** START Provided records **

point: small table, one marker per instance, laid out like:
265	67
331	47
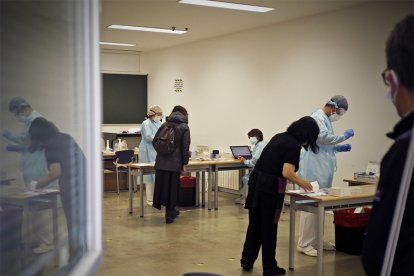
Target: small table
209	166
354	182
19	197
318	205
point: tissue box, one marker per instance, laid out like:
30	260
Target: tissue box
340	191
365	177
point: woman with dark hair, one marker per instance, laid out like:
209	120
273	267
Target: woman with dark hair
67	164
279	161
256	140
168	167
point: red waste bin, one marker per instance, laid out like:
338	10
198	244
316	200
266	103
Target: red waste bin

** END Provided records **

### Task details
Can you turn every line of the listing above into a JSON list of strings, one string per line, with blank lines dropped and the pictures left out?

### Task solution
[
  "point: small table, one marker per instance, laid out like:",
  "265\t67",
  "331\t47",
  "Target: small table",
  "209\t166",
  "354\t182",
  "19\t197",
  "318\t205",
  "point: tissue box, one marker per instance, laid out like:",
  "30\t260",
  "Target: tissue box",
  "340\t191",
  "365\t177",
  "point: woman with dark hair, one marker per instance, laid out like:",
  "209\t120",
  "273\t267",
  "Target: woman with dark hair",
  "67\t164",
  "279\t161",
  "256\t140",
  "168\t167",
  "point: red waste bin, one marker per instance, laid out like:",
  "338\t10",
  "198\t244",
  "316\t200",
  "266\t103",
  "Target: red waste bin"
]